> WRITTEN TASK
Return the lines of the data below exactly as they appear, from the start of the data up to and including the line with "Return the outline of every instance of the dry".

Data listing:
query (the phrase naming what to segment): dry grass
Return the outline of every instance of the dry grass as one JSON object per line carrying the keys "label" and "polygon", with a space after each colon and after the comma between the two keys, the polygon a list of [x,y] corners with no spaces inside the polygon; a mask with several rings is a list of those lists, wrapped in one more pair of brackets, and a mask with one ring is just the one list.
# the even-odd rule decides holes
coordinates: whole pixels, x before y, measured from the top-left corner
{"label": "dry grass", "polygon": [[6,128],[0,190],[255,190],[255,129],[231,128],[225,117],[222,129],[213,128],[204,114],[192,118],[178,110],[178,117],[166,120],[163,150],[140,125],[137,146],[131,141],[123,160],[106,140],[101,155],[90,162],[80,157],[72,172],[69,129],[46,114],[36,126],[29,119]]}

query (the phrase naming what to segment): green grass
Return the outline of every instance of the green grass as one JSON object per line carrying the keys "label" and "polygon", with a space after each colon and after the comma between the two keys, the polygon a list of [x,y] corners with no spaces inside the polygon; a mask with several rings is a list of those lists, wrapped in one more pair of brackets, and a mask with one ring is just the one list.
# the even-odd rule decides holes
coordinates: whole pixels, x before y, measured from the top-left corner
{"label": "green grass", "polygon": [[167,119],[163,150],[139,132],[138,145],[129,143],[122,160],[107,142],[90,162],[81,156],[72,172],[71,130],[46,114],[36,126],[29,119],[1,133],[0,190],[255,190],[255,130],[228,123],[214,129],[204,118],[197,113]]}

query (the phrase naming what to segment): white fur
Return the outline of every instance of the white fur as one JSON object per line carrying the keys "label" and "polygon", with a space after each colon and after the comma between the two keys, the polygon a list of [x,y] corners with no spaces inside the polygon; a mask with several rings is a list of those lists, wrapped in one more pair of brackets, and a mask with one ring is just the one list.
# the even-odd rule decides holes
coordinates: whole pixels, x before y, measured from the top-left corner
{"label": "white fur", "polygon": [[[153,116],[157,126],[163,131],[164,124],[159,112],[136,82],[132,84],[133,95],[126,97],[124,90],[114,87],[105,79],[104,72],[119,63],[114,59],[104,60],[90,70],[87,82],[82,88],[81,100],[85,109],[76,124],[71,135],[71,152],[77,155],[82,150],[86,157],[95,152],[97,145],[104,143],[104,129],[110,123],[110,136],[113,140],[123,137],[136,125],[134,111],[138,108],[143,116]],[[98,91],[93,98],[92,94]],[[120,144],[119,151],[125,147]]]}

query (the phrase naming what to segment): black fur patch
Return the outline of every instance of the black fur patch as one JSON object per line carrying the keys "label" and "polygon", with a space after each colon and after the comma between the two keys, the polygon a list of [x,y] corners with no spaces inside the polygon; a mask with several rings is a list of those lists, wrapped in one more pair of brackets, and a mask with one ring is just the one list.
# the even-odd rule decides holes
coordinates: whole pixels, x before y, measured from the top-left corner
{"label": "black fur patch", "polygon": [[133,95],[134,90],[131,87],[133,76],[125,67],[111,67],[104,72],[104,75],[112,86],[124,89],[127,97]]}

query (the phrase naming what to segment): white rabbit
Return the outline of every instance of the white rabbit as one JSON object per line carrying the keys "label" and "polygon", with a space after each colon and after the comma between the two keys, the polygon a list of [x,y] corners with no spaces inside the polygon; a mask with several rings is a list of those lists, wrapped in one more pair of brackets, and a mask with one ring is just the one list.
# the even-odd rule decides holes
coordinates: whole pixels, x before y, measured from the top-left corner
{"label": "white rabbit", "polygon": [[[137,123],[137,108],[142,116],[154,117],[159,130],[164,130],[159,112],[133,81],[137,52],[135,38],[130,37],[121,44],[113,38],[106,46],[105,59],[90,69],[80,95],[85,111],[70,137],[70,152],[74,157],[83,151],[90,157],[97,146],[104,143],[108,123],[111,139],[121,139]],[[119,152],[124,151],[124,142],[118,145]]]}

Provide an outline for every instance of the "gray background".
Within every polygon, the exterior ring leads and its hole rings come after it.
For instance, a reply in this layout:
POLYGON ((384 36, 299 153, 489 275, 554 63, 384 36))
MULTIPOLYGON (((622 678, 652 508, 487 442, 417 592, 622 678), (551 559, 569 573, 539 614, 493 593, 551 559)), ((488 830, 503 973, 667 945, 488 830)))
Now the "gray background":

> THE OUTPUT
query (the phrase naming what to segment): dry grass
Return the outline of every instance of the dry grass as one JSON object per line carrying the keys "label" and "polygon", with a space after each colon and after the comma between the two keys, the polygon a list of [x,y] corners with no spaces inside the polygon; a mask with several rings is a list of those lists, wrapped in one more pair of brackets, and a mask with one ring is just the one list.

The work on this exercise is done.